### EXERCISE 1
Please write out a passage from the article on Covid vaccine letters to people over 80 word for word: begin at the words "Around 600,000 letters" and stop after "get the jab.".
### EXERCISE 2
Extend the article on Covid vaccine letters to people over 80 past its final sentence.

### EXCERPTED TEXT
= Beginning of Section =

Saturday, December 2, 2023

Government urges people aged over 80 to drive up to 90 minutes to get Covid jab

HUNDREDS of thousands of pensioners have been urged to drive for up to 90 minutes in order to get the Coronavirus vaccine, the government has admitted reports the Daily Mirror.

Around 600,000 letters have been sent out to people aged over 80 within a 45 minute drive of the newly opened mass vaccination centres, suggesting they travel to get the jab.

The Prime Minister’s spokesman confirmed the letters had been sent during a briefing for journalists.

He said: “We want to ensure those who are the most clinically vulnerable receive a vaccination, and we’ve set up the mass vaccination centres to allow us to increase the amount of vaccines we give to people on a daily basis.

“The mass vaccination centres offer an immediate alternative to GPs [and] hospital services and letters have been sent out to more than 600,000 people aged 80 and above who live within a 45 minute drive of one of those vaccination centres.”

Vaccines minister Nadhim Zahawi has said the aim of the mass vaccination centre programme was to ensure no-one was “more than a 10-mile radius” away from one of the centres.

= End of Section =

Stored data entries:
= Beginning of Section =

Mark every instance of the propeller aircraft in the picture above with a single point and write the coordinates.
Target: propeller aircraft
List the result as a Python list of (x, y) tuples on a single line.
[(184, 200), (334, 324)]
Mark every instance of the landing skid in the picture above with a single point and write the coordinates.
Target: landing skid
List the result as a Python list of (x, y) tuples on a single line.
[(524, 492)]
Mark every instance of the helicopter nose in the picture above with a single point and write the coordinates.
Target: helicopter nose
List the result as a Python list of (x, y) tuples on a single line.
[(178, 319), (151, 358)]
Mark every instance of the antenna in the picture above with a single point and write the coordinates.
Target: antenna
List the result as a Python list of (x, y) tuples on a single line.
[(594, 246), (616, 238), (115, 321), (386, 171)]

= End of Section =

### WRITTEN REPLY 1
Around 600,000 letters have been sent out to people aged over 80 within a 45 minute drive of the newly opened mass vaccination centres, suggesting they travel to get the jab.

### WRITTEN REPLY 2
The seven new centres in England include Ashton Gate in Bristol, Epsom racecourse in Surrey, the Excel Centre where London’s Nightingale hospital is based, Newcastle’s Centre for Life, the Manchester Tennis and Football Centre, Robertson House in Stevenage and Birmingham’s Millennium Point.

NHS England has said the centres were chosen to give a geographical spread covering as many people as possible.

They will each be capable of delivering thousands of jabs per week, scaling up and down according to vaccine supplies and demand.

Downing Street added that Mr Zahawi had said people should not take up one of those appointments if it’s too far for them to travel and could “wait for a local appointment if they prefer.”

But he confirmed the 45-minute radius was one-way – meaning a 90-minute drive for some pensioners taking up the option.

The spokesman added: “GPs are providing a large number of vaccinations to the local communities…and those who have received the letter that wish to wait for a local appointment, that is ok.”

He said: “We will ramp up and open more vaccination centres as the weeks progress, as has always been our plan.”

And he added: “It’s obviously a matter of individual choice…If people want to wait and have a vaccine more locally, they can do.”